**** Text extract
Anyone familiar with Kentucky literature can attest that change has become one of Silas’ best friends. In a former life, this rugged, lanky 34-year-old Lily, Kentucky, native was a rural mail carrier by day and burgeoning writer by night. That life ended when Clay’s Quilt, his first novel, was published in 2001, allowing him to quit his postal job to write full time.

“The one thing I really wanted to do in Clay’s Quilt was talk about Old Appalachia meeting New Appalachia head-on,” Silas says. “My generation witnessed that in a big way—we remember outhouses, but we never had to use them.”

This fresh perspective garnered him critical acclaim and sparked much discussion in book clubs throughout Appalachia and beyond. Young and old alike found themselves relating to Clay, who Silas admits in retrospect contains a lot of himself. “The whole structure of that book is autobiographical,” he admits with a twinkle in his blue eyes. “It starts out with this boy who’s wild and partying, and he begins to realize, ‘I want more out of life than this.’ By the end of the book, he’s settled down and found his place in the world.”

Although the book cemented his place in the literary world, it would be awhile before Silas could settle down. He embarked on a whirlwind book tour, something he recalls with a laugh. “I said, ‘What am I going to do? I can’t speak in front of people. They’re all going to laugh at me!’ ” They didn’t. The book went on to become a national bestseller.

“Once he realized his writings were being accepted on a level that he never dreamed, he became more of a voice for these hills,” says Mike Mullins, executive director of the Hindman Settlement School, who has known Silas for nearly a decade. “This confidence has led him to speak out boldly in his writings.”

His follow-up, A Parchment of Leaves, a historical prequel to Clay’s Quilt, was released in 2002 and became another bestseller. The Coal Tattoo, his unforgettable latest novel, was published in 2004 and is now in its third printing. Completing the series by linking his previous books, it has won the Appalachian Book of the Year Award and Kentucky Literary Award for Best Novel, and was one of three finalists for the Southern Book Critics’ Circle Prize for 2004. It was accorded a glowing starred review in Publishers Weekly, the most respected literary news magazine in the country.
********
**** Data excerpts
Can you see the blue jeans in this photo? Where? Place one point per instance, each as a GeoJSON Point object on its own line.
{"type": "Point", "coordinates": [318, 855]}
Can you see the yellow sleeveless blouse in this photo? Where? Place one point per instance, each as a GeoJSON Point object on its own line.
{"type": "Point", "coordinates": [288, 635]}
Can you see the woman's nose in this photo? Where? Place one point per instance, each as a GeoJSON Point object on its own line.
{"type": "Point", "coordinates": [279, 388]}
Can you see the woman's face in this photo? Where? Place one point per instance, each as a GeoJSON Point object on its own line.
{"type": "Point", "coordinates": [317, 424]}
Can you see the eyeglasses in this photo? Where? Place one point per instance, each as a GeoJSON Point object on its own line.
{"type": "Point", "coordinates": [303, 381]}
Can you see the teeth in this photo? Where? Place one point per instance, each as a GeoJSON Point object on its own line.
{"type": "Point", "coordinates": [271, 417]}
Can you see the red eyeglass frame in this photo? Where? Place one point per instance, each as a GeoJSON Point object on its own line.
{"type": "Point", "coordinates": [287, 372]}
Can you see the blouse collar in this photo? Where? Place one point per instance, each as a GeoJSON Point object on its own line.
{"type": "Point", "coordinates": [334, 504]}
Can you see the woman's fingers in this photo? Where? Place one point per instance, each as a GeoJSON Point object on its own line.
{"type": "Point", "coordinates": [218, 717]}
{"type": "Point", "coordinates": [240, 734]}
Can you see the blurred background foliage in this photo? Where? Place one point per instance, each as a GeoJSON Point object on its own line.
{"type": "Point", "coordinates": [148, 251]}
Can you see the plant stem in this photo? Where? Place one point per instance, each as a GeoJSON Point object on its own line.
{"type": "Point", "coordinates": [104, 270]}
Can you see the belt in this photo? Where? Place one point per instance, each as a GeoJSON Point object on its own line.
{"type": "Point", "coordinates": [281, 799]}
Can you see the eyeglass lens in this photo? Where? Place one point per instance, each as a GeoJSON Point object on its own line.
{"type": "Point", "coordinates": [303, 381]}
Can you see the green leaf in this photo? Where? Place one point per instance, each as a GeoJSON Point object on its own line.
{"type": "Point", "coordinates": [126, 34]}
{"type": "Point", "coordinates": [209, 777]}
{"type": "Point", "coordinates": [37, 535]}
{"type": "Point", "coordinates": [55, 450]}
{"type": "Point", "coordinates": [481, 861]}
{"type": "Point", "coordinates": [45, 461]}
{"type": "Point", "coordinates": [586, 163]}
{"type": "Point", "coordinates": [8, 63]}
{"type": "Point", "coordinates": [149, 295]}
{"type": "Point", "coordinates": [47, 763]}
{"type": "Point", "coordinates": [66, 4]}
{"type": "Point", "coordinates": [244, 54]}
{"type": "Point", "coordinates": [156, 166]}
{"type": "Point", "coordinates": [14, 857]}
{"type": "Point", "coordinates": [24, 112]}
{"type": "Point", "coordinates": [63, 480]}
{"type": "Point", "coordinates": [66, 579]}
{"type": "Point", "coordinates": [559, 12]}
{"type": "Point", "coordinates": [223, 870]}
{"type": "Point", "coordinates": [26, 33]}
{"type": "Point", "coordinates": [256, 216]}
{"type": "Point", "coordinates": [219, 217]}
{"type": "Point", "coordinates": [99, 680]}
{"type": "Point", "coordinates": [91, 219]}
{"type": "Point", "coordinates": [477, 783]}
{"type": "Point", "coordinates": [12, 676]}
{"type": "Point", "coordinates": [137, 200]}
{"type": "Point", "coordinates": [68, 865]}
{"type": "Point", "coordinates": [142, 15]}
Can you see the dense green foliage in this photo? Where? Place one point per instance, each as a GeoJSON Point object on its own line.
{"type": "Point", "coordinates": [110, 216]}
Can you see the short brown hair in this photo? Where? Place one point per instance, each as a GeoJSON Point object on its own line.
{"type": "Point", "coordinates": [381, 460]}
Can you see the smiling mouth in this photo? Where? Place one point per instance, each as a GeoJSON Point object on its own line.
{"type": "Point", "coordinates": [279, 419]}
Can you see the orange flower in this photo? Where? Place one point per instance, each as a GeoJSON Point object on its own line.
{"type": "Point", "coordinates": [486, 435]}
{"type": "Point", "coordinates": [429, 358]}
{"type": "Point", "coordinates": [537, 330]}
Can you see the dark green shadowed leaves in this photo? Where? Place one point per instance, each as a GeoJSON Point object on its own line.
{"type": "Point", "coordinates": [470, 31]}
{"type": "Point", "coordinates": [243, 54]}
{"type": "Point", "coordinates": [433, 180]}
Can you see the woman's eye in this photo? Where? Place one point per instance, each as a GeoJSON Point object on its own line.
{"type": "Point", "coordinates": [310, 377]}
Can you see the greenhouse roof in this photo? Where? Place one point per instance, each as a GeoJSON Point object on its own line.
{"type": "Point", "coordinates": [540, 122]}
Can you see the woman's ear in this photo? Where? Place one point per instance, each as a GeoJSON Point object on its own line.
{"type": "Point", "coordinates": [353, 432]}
********
* **Exercise requirements**: Extend the profile of the Kentucky novelist Silas above, picking up after its final sentence.

* **Result of the exercise**:
Brushing off mention of the critical acclaim and numerous awards he’s won, Silas instead calls attention to being named Kentucky’s Favorite Writer in the 2003 and 2005 statewide polls. “That was the best award to me because the readers voted on it,” he says. “It wasn’t just a bunch of critics.”

He does, however, appreciate the creative freedom the acclaim has afforded. Besides being a bestselling novelist, Silas also serves as a monthly columnist for the Lexington Herald-Leader, contributing editor for the alternative-country magazine No Depression, and is a frequent contributor to NPR’s All Things Considered. He lends his expertise to fellow writers as assistant professor of English and writer-in-residence at Lincoln Memorial University in Harrogate, Tennessee, and professor of creative writing at Spalding University, building upon his experience as a teacher at the annual Appalachian Writers Workshop at the Hindman Settlement School.

In a world of people trying to lead purpose-driven lives, Silas is living many. Over the years, that purpose has remained the same—giving working people a voice. “It’s all I know,” he explains. “I come from working people. They were all born with plastic spoons in their mouths.

“The thing that drives my stories more than anything is the people. I love that everybody has a story, and that every person matters and can be a character. You’re giving a voice to all these people who don’t have a voice, and that’s the biggest responsibility and inspiration to me.”

That inspiration is reflected in The Coal Tattoo, released in paperback in August. “It’s about the relationship between two sisters who are very different people, but who only have each other,” says Silas.

“When I was a little boy, I would hear my mother and aunt have these great big arguments, but the next morning they would be sitting at the kitchen table having coffee. I asked about that once, and my mother said, ‘Sisters don’t make up; they just go back to the way things were.’

“One of my favorite lines in the book talks about that ambivalence and connects it to the land: ‘That loving the land was a given, not something one could choose, the same way you love your sister or brother even when you don’t want to.’ That ambivalence is something that’s very much about being an Appalachian. Sometimes you don’t want to love it as much as you do, but you do.”

This love of the land has inspired Silas to action. “Any good writer is an activist by way of words,” he says. Last April, he participated in the Authors’ Mountaintop Removal Tour at sites throughout eastern Kentucky, something he hopes will educate more people about the issue. “Deep mining didn’t do as much harm to the land, not like mountaintop removal,” he says. “You’re just making something disappear when you do that.”

Appalachia’s regional identity is also disappearing, he believes. “We’re not going to realize how badly we miss it until it’s gone,” says Silas. “In A Parchment of Leaves, the main character reminds herself throughout the book, ‘Remember this; don’t forget it.’

“People are so obsessed with movie stars and politicians,” he sighs. “If they spent half as much time learning about their own families as they spend learning about Julia Roberts’ twins, they would be much happier. I think it’s important that my children hear me talk about the Widow Combs and the Carter Family.”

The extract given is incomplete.